**PARTS OF THE EXERCISE**
A - Extract the wording of the passage on skin and nail care in lymphedema from "Prevention is in" up to and including "and cause infection.".
B - Extend the passage on skin and nail care in lymphedema, picking up right after its final sentence.

**SELECTED TEXT**
◇ ◇ ◇ ◇ ◇

Skin and nail care play an essential role in both prevention of lymphedema in those patients at risk of developing this condition, and in the management of existing lymphedema. Current methods of cancer treatment lower the risk of developing lymphedema. However, if a patient had surgery involving the lymphatic system – a radical mastectomy for example – even many years ago, the risk for developing lymphedema will always be present, even if this patient never had any arm swelling.
Prevention is in the patients’ best interest and a great tool to avoid the onset of lymphedema. The skin is the first line of defense against foreign invaders and is usually impermeable to bacteria and other pathogens. However, any defect in the skin such as burns, chafing, dryness, cuticle injury, cracks, cuts, splinters, and insect bites can present an entry site for pathogens or infectious agents and cause infection.
Patients who already have, or had lymphedema are susceptible to infections of the skin and nails. Lymphedematous tissues are saturated with protein-rich fluid, which serves as an ideal nutrient source for bacteria and other pathogens. Lymphedematous skin also tends to be dry and may become thickened and scaly, which increases the risk of skin cracks and fissures.
The process of inflammation may not only make lymphedema much worse by increasing the swelling, but can also develop into a serious medical crisis. The basic consideration in skin and nail care is therefore the prevention and control of infections, which includes proper cleansing and moisturizing techniques with the goal of maintaining the health and integrity of the skin.

◇ ◇ ◇ ◇ ◇

[Items from a data source]

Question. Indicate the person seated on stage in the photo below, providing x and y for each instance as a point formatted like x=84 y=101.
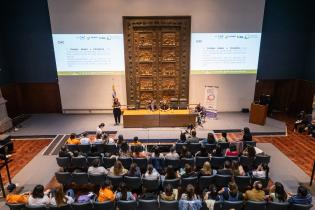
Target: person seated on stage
x=152 y=105
x=209 y=140
x=99 y=129
x=302 y=197
x=13 y=197
x=231 y=151
x=247 y=136
x=172 y=155
x=164 y=105
x=193 y=138
x=135 y=142
x=85 y=139
x=223 y=138
x=72 y=139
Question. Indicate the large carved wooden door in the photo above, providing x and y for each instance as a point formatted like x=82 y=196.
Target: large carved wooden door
x=157 y=58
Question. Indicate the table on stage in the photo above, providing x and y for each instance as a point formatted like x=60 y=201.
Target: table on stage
x=147 y=119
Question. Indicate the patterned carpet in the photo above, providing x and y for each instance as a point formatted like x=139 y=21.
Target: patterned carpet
x=24 y=152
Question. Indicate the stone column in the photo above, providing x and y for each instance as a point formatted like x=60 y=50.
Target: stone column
x=5 y=121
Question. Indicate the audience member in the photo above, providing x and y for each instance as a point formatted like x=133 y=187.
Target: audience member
x=169 y=193
x=96 y=169
x=277 y=193
x=134 y=170
x=255 y=194
x=123 y=193
x=118 y=169
x=84 y=139
x=172 y=155
x=302 y=197
x=38 y=196
x=72 y=139
x=12 y=196
x=231 y=192
x=106 y=193
x=60 y=198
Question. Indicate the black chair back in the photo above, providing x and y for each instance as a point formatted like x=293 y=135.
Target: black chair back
x=133 y=183
x=257 y=205
x=237 y=205
x=127 y=205
x=168 y=205
x=108 y=205
x=277 y=206
x=148 y=205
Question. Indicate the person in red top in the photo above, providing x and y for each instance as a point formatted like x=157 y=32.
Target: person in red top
x=231 y=151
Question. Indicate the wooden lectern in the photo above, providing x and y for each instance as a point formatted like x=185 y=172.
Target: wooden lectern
x=258 y=114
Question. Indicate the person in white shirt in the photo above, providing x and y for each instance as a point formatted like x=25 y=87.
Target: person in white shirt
x=172 y=155
x=85 y=139
x=99 y=129
x=96 y=169
x=39 y=197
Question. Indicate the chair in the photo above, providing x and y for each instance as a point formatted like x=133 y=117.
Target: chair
x=242 y=182
x=277 y=206
x=127 y=205
x=174 y=182
x=82 y=206
x=16 y=206
x=205 y=181
x=190 y=180
x=261 y=159
x=110 y=148
x=300 y=206
x=91 y=159
x=194 y=147
x=115 y=180
x=224 y=145
x=80 y=178
x=79 y=162
x=97 y=179
x=108 y=162
x=174 y=163
x=257 y=205
x=108 y=205
x=237 y=205
x=148 y=205
x=64 y=178
x=178 y=147
x=217 y=162
x=133 y=183
x=200 y=161
x=168 y=205
x=222 y=180
x=190 y=161
x=151 y=185
x=72 y=147
x=84 y=148
x=63 y=162
x=40 y=207
x=126 y=162
x=141 y=162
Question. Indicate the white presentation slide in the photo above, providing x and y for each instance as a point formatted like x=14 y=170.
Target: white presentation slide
x=89 y=54
x=230 y=53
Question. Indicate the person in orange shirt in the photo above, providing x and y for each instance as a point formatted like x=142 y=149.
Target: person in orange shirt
x=13 y=197
x=106 y=193
x=73 y=139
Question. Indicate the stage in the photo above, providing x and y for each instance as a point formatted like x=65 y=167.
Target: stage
x=53 y=124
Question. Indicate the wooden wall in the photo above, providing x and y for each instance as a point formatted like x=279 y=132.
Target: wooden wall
x=29 y=98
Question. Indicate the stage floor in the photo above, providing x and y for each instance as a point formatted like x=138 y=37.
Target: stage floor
x=53 y=124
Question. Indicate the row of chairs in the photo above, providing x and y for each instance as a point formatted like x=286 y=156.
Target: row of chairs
x=216 y=162
x=166 y=205
x=134 y=183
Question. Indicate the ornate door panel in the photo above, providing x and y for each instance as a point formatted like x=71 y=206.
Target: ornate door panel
x=157 y=53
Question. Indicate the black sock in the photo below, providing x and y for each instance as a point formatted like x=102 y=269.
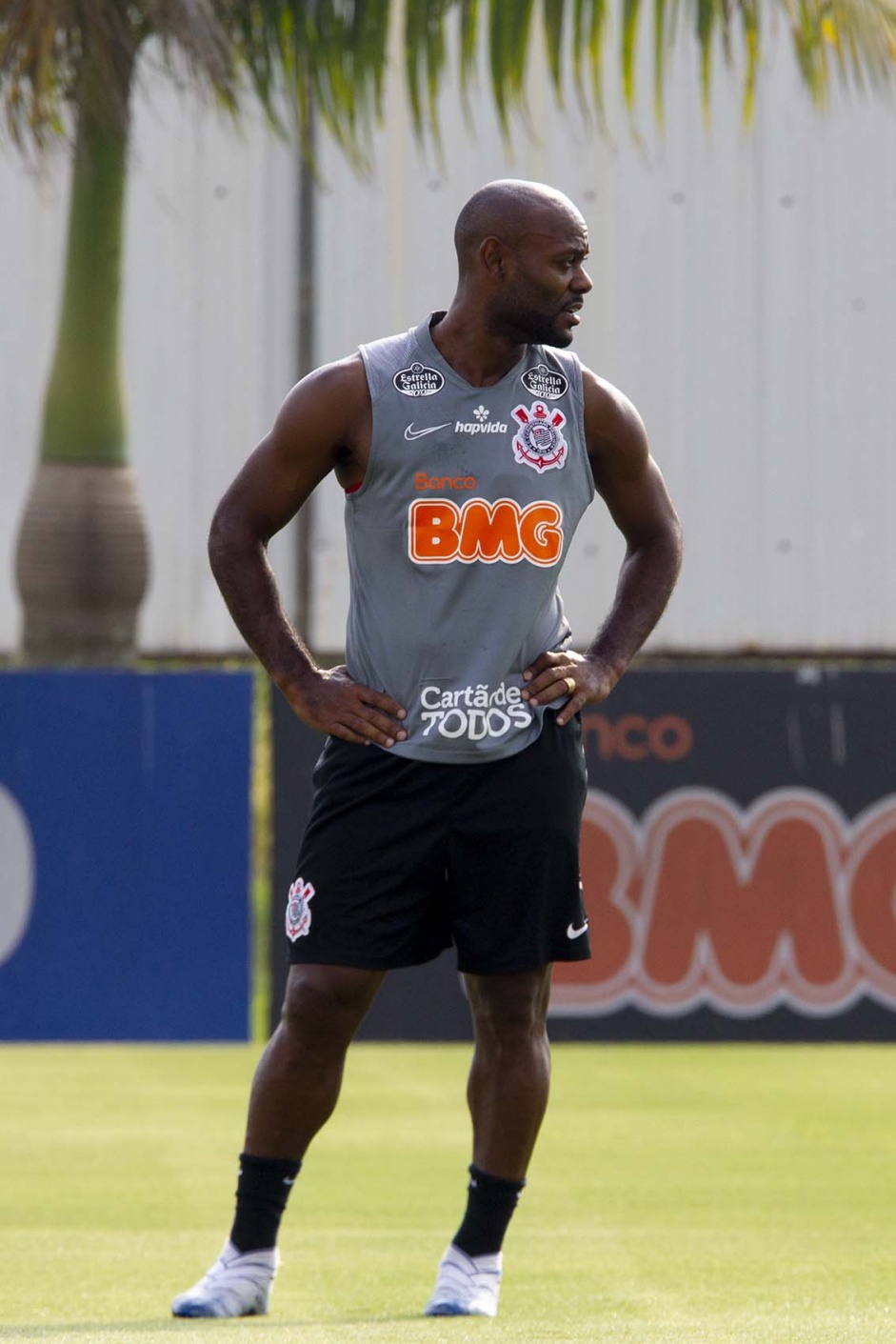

◇ ◇ ◇ ◇ ◇

**RESPONSES PER TASK**
A -
Prevention is in the patients’ best interest and a great tool to avoid the onset of lymphedema. The skin is the first line of defense against foreign invaders and is usually impermeable to bacteria and other pathogens. However, any defect in the skin such as burns, chafing, dryness, cuticle injury, cracks, cuts, splinters, and insect bites can present an entry site for pathogens or infectious agents and cause infection.

B -
Suitable ointments or lotions formulated for sensitive skin, radiation dermatitis and lymphedema should be applied before the application of lymphedema bandages while the patient is in the decongestive phase of the treatment. Once the limb is decongested and the patient wears compression garments, moisturizing ointments should be applied twice daily.
Ointments, as well as soaps or other skin cleansers used in lymphedema management, should have good moisturizing qualities, contain no fragrances, be hypo-allergenic and should be in either the neutral or acidic range of the pH scale (around pH 5). To identify possible allergic reactions to skin care products, they should be first tested on healthy skin before the initial application to areas affected by lymphedema. Skin care products often used by lymphedema patients include Eucerin, Lymphoderm, Lindi Skin products, Curel and Johnson&Johnson Baby Lotion.
Tight fitting compression sleeves or stockings, as well as materials used in compression bandaging may also cause skin irritation. Some patients may be allergic to a certain material used for compression therapy. This situation can be remedied by switching to other materials.
In mosquito infected areas it is necessary to apply insect repellents to the affected extremity (some moisturizers contain natural repellents) to avoid bites, which are a common cause for infections. To take proper care of mosquito bites and minor injuries, it is advisable to always carry an alcohol swab, antibacterial ointment and a band-aid.
When caring for nails, it is important to keep the risk of infections to a minimum. Finger and toe nails should be kept short using clippers (no scissors), toenails should be cut straight across, and a podiatrist should be consulted to treat and prevent ingrown toe nails. Cuticles on fingers and toes should not be cut but pushed back with a cuticle pusher.
Bacteria between the natural and artificial nails are a common cause for infections; acrylic nails should be avoided.